YOUR GOAL
Copying nothing before it, reproduce the line that holds "Would you mind pointing out the crowd" and every line after it in the data, exactly.

MATERIAL SHOWN
▼

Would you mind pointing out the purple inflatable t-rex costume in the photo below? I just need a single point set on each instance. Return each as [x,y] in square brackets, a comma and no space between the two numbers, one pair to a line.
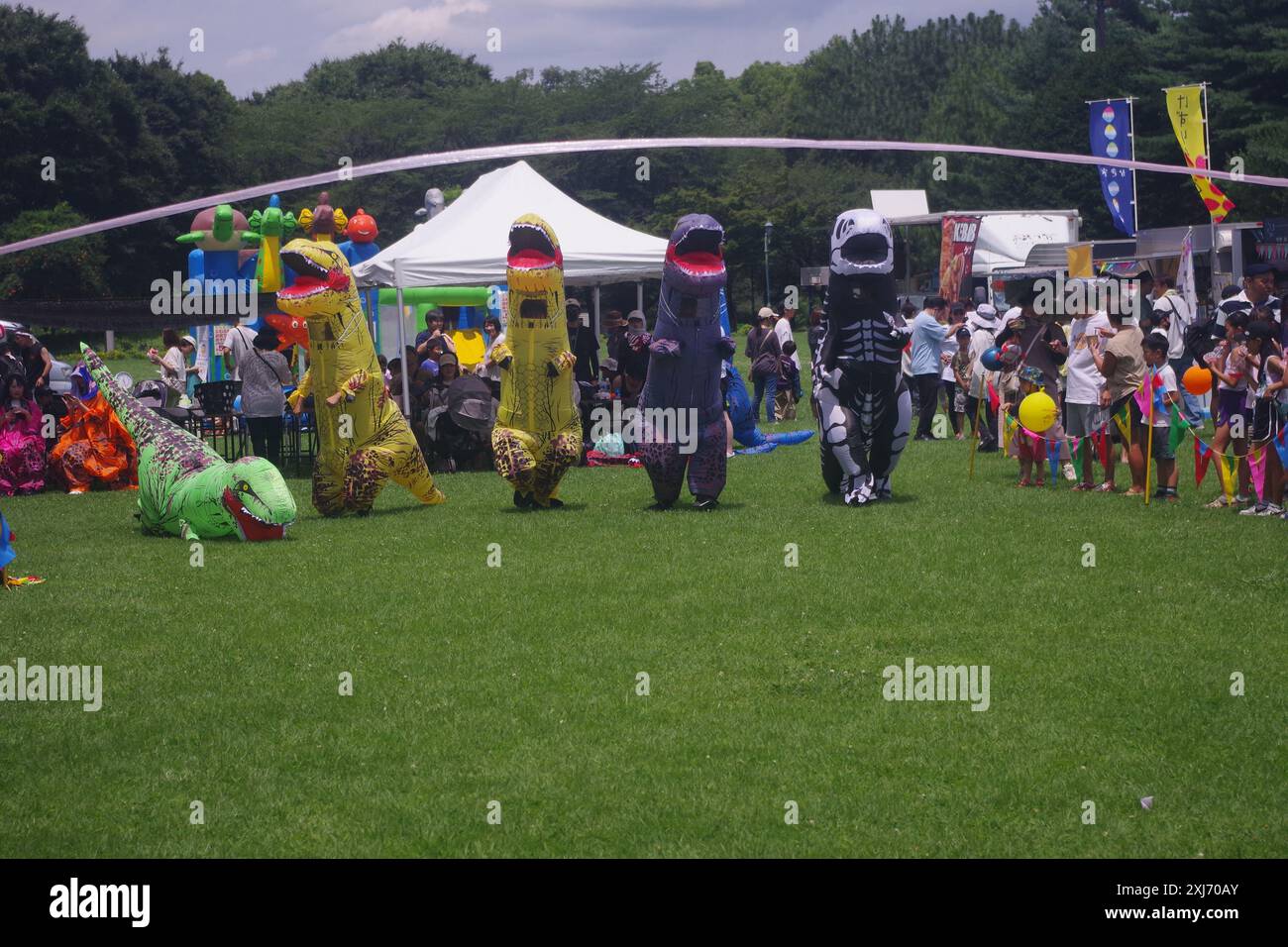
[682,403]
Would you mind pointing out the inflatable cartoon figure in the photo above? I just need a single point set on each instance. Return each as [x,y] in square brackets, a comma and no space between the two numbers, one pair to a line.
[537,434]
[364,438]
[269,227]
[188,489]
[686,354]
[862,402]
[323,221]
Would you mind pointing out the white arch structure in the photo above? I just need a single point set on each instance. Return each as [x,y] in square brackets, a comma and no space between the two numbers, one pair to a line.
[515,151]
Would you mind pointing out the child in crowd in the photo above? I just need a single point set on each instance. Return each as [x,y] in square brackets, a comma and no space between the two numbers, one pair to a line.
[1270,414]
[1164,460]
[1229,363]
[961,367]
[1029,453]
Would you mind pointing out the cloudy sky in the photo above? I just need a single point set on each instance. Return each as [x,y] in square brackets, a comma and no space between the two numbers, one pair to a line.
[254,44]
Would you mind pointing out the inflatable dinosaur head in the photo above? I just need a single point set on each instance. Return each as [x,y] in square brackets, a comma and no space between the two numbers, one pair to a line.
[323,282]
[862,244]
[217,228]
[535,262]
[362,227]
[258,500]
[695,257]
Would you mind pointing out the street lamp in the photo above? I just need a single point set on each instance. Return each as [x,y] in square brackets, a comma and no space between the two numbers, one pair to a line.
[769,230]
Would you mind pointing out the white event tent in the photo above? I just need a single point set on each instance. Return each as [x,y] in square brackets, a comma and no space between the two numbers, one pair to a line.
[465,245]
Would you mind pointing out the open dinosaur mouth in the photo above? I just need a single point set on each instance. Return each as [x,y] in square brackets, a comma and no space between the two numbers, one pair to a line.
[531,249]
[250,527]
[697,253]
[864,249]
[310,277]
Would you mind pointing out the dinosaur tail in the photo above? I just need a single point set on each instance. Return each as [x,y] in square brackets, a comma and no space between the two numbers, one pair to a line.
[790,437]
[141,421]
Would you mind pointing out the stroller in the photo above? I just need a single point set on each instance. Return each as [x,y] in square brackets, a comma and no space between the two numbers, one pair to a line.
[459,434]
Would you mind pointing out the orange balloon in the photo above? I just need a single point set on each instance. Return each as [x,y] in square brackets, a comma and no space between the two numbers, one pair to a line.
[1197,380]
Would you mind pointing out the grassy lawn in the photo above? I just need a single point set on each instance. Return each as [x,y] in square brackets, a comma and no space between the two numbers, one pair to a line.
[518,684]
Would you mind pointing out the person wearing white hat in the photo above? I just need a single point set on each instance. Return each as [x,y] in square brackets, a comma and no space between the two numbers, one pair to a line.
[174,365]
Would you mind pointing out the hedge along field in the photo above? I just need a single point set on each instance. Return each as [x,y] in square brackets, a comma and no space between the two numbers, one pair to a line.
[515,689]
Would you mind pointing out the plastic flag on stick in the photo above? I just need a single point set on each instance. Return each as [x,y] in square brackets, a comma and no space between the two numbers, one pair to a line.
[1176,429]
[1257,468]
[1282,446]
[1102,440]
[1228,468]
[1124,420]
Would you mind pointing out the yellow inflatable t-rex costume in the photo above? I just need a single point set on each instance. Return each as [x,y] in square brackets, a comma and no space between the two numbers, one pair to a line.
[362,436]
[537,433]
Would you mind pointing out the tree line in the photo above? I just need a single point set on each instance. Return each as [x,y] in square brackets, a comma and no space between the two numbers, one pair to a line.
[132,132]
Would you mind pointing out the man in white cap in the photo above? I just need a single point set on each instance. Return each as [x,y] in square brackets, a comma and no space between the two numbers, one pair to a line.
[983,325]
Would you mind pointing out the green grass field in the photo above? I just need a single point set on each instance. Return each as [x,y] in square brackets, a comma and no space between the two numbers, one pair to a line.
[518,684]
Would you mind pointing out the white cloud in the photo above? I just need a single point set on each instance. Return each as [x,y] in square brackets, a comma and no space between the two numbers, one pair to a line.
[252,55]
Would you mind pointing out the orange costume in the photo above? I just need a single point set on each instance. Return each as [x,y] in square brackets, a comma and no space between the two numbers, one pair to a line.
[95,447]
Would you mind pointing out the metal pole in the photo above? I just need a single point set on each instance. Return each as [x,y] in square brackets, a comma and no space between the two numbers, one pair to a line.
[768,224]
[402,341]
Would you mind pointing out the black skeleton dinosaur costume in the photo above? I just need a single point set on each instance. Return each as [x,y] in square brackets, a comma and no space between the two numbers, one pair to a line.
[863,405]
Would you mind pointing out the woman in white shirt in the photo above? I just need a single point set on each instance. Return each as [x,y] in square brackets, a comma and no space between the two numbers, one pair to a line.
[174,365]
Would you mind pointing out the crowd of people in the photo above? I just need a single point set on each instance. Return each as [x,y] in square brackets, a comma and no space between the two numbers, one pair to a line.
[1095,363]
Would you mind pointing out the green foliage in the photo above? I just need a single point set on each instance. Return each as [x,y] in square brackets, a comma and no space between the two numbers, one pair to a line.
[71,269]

▲

TASK RESPONSE
Would you mind pointing out the crowd of people in the photo above? I just need a single point set on each instance. Return each as [x,y] in square brackets, a comma and no space between the two numbers, one pair to a line.
[1095,363]
Would you mind pointing out the green foliage in the photo above? I just need a single point set on each instance. Return each as [x,y] in square brackets, a comma and no space between the two numbers, one pair to a line.
[71,269]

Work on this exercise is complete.